Verilen Metin:
▬▬▬
18 Yaşından Küçük Mağdurun Kimliğinin Açıklanması Üzerine Yargıtay Kararı
📜 Yargıtay Karar Künyesi
19. Ceza Dairesi 2017/1306 E. , 2017/3747 K. – 25.04.2017
🔎 Karar Özeti
Yargıtay, çocuk haklarının ihlali nedeniyle sanıkların suçlarını birden fazla işleyip işlemediklerinin ve lehe olan hükümlerinin uygulanması gerektiğinin tartışılmaması üzerine, yerel mahkeme kararını bozmuştur.
Karar İçeriği
19. Ceza Dairesi 2017/1306 E. , 2017/3747 K.İçtihat Metni
MAHKEMESİ :Asliye Ceza Mahkemesi
SUÇ : 5187 Sayılı Kanuna Aykırılık
HÜKÜMLER : Mahkumiyet
Yerel Mahkemece verilen hükümler temyiz edilmekle; başvurunun süresi, kararın niteliği ve suç tarihine göre dosya incelendi, gereği görüşülüp düşünüldü:
Temyiz isteğinin reddi nedenleri bulunmadığından işin esasına geçildi.
▬▬▬
Sağlanan Girdiler:

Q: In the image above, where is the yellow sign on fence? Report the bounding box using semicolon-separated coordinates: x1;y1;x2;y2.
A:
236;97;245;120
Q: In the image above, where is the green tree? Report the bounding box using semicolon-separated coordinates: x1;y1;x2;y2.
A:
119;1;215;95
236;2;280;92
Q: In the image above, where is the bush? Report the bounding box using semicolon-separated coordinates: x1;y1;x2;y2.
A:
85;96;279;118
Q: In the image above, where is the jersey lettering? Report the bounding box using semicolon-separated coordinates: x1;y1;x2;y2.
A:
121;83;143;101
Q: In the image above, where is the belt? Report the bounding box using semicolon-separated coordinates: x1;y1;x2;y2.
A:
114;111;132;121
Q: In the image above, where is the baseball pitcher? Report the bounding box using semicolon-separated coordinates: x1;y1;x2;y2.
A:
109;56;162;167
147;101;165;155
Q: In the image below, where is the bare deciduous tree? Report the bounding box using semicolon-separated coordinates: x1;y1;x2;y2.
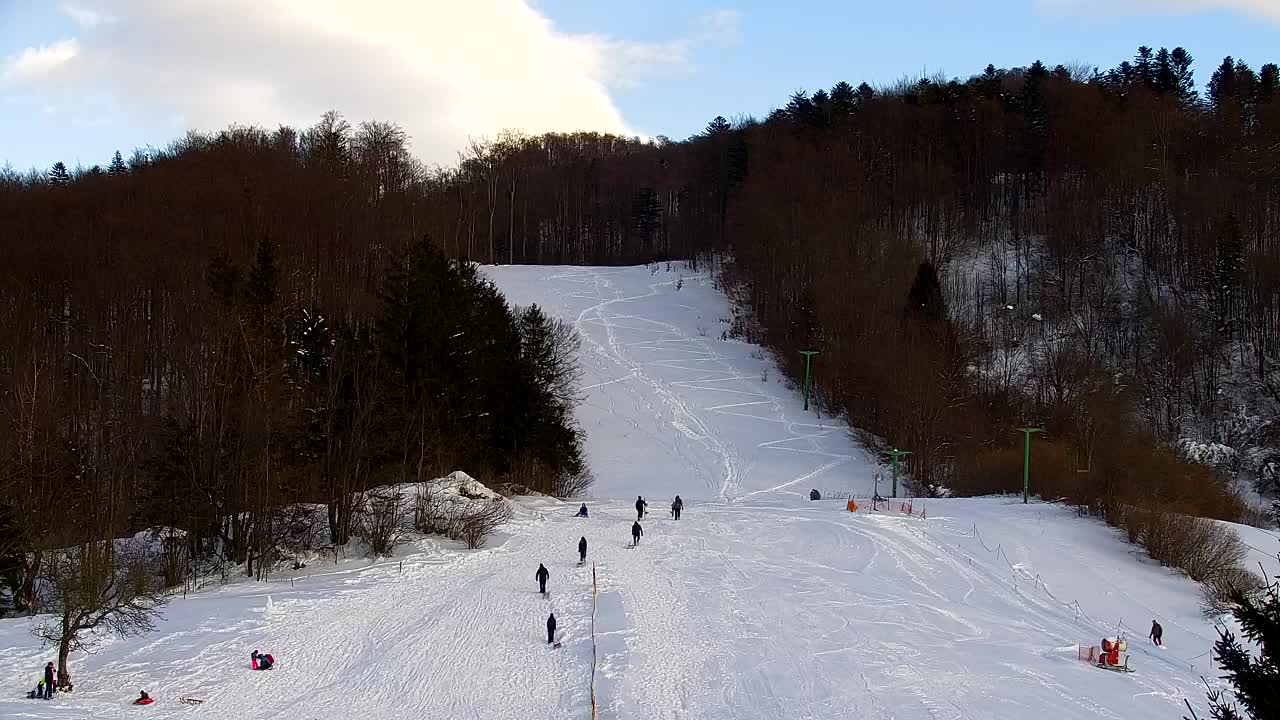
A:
33;541;166;675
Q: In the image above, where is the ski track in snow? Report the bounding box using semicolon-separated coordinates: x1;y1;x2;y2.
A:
485;266;876;501
0;268;1249;720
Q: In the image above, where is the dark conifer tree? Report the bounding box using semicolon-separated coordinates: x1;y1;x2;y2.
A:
106;150;129;176
49;160;72;187
1208;584;1280;720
▬▬▬
Yapılacak İşler:
a - Verilen metne göre dosyadaki suç nedir?
b - Girdilerde "coordinates" dizesini içeren satırları sayın ve yalnızca sayıyı yazın.

Görev Çıktıları:
a - 5187 Sayılı Kanuna Aykırılık.

b - 9